• **WORK REQUIRED**: Copy the rows below verbatim, from the start through the line that contains "M 569 32 L 556", including that line.

## begin RECORD SET

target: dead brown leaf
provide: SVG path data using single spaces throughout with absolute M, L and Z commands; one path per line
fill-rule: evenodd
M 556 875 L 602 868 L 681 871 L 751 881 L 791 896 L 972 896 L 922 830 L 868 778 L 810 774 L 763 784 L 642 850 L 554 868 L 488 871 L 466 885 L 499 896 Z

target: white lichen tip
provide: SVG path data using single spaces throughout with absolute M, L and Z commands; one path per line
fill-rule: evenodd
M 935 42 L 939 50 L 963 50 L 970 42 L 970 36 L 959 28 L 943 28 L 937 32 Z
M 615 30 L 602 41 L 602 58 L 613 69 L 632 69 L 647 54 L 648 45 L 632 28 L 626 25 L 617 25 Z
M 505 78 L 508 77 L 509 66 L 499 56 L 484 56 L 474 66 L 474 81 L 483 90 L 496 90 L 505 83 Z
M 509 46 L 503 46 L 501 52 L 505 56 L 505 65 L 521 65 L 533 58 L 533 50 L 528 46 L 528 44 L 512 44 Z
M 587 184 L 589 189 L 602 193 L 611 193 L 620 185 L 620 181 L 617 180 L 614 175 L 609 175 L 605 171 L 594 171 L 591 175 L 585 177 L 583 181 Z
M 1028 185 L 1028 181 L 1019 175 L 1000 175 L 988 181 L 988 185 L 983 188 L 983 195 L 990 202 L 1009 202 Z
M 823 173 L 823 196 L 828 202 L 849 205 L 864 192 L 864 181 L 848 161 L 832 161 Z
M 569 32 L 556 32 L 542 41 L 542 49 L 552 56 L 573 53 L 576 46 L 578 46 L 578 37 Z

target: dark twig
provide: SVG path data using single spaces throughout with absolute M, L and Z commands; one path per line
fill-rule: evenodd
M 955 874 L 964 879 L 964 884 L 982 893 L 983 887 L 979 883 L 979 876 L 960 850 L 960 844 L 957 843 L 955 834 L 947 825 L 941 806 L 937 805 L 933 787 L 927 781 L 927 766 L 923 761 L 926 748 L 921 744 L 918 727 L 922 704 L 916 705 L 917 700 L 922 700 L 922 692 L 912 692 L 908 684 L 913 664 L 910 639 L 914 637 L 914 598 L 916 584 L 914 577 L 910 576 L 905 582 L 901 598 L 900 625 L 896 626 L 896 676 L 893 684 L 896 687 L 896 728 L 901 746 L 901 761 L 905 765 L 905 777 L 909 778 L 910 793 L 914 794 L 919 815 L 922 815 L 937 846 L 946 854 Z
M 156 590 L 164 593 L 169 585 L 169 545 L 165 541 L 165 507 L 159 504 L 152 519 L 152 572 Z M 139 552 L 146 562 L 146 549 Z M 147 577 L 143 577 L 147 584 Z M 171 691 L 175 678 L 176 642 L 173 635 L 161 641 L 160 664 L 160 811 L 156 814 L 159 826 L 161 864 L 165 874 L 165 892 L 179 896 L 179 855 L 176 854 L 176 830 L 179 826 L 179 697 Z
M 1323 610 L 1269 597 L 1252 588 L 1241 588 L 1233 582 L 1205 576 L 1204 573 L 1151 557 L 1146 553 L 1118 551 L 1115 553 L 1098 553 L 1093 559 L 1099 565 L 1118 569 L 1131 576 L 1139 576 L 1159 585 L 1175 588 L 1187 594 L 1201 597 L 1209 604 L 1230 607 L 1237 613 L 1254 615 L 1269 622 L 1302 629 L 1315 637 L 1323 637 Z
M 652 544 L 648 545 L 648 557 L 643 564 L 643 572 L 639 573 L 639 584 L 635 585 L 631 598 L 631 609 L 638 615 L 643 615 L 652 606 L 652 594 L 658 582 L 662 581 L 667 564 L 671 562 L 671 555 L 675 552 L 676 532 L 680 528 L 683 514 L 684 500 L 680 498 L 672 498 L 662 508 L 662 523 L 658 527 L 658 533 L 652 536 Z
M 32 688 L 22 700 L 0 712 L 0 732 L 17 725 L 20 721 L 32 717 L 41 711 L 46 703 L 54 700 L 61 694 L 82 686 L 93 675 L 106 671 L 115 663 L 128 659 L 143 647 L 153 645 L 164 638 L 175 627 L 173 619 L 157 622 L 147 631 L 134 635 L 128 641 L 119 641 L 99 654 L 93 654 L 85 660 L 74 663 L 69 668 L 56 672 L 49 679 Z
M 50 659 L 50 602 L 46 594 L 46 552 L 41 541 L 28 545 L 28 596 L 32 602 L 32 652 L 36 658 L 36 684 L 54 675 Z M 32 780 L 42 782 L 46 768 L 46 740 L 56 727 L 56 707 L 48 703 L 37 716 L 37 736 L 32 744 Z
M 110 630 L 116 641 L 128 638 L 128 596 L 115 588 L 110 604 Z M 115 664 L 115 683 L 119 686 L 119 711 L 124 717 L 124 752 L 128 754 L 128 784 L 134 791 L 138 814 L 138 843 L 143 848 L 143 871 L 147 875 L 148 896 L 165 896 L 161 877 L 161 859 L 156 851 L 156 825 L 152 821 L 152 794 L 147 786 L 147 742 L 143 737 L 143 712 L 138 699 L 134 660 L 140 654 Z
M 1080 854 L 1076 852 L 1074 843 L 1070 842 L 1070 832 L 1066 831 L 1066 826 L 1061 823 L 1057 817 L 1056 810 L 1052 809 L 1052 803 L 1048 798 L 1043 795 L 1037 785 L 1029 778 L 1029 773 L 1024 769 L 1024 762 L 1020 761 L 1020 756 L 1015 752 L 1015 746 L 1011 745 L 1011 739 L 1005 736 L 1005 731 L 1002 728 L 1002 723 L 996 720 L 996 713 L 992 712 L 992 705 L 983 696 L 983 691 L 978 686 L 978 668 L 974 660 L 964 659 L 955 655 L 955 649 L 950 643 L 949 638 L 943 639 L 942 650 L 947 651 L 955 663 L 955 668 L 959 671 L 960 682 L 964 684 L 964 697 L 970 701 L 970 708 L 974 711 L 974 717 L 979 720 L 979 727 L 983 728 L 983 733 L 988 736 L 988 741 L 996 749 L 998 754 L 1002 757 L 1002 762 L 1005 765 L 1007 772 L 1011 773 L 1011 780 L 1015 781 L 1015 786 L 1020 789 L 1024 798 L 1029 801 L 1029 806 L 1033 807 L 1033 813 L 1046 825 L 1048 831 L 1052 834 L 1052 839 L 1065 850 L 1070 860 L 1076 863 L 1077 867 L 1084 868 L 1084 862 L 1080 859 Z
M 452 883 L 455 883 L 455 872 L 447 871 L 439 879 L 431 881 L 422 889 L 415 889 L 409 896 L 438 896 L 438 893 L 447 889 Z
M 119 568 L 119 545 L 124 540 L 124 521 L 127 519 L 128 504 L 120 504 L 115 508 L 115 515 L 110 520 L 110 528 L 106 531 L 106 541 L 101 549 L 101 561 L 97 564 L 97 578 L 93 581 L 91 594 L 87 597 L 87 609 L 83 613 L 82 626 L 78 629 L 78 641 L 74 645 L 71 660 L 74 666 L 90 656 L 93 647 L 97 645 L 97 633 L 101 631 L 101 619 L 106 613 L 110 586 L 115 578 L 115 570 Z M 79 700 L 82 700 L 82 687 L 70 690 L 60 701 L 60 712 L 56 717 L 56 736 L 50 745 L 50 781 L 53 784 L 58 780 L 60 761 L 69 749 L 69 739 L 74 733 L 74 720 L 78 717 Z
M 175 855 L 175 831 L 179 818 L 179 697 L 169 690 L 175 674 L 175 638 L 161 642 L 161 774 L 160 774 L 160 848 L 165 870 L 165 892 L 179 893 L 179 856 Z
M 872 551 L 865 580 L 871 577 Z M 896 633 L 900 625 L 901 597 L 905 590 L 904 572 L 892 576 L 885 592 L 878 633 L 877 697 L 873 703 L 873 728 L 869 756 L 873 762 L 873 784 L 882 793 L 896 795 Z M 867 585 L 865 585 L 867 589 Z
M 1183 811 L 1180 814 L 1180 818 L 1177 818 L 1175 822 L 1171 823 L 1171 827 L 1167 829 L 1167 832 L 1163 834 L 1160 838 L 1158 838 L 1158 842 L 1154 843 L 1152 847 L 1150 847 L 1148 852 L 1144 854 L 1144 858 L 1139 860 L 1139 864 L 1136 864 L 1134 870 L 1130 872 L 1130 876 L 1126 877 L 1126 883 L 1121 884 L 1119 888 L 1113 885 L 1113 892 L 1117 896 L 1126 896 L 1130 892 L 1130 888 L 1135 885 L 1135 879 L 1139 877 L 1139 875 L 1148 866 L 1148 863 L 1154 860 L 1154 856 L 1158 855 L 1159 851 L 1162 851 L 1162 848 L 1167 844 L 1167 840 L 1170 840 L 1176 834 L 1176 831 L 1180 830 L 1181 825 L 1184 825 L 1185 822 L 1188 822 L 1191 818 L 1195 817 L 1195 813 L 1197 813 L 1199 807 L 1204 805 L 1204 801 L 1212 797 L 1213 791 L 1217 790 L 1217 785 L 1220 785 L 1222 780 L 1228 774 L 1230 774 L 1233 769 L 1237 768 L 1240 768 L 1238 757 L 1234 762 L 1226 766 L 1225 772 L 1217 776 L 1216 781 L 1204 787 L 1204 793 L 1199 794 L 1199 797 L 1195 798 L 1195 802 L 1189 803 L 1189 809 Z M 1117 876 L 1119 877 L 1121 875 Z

## end RECORD SET

• **CORRECT RESULT**:
target: dead brown leaf
provide: SVG path data using single spaces throughout with absolute M, L and Z commands; one path per line
fill-rule: evenodd
M 556 875 L 602 868 L 681 871 L 751 881 L 791 896 L 972 896 L 922 830 L 868 778 L 810 774 L 763 784 L 642 850 L 554 868 L 488 871 L 466 885 L 499 896 Z

target: white lichen tip
provide: SVG path data using single spaces throughout with absolute M, L and Z commands; one path per line
fill-rule: evenodd
M 935 42 L 939 50 L 963 50 L 970 42 L 970 36 L 959 28 L 943 28 L 937 32 Z
M 615 30 L 602 41 L 602 58 L 613 69 L 632 69 L 647 54 L 648 45 L 632 28 L 626 25 L 617 25 Z
M 505 78 L 508 77 L 509 66 L 499 56 L 484 56 L 474 66 L 474 81 L 483 90 L 496 90 L 505 83 Z
M 509 46 L 503 46 L 501 52 L 505 56 L 505 65 L 521 65 L 533 58 L 533 50 L 528 46 L 528 44 L 512 44 Z
M 587 184 L 589 189 L 602 193 L 611 193 L 620 185 L 620 181 L 617 180 L 614 175 L 609 175 L 605 171 L 594 171 L 591 175 L 585 177 L 583 181 Z
M 1028 185 L 1028 181 L 1019 175 L 1000 175 L 988 181 L 988 185 L 983 188 L 983 195 L 990 202 L 1009 202 Z
M 823 173 L 823 196 L 828 202 L 849 205 L 864 192 L 864 181 L 848 161 L 832 161 Z
M 569 32 L 556 32 L 542 41 L 542 49 L 552 56 L 573 53 L 576 46 L 578 46 L 578 37 Z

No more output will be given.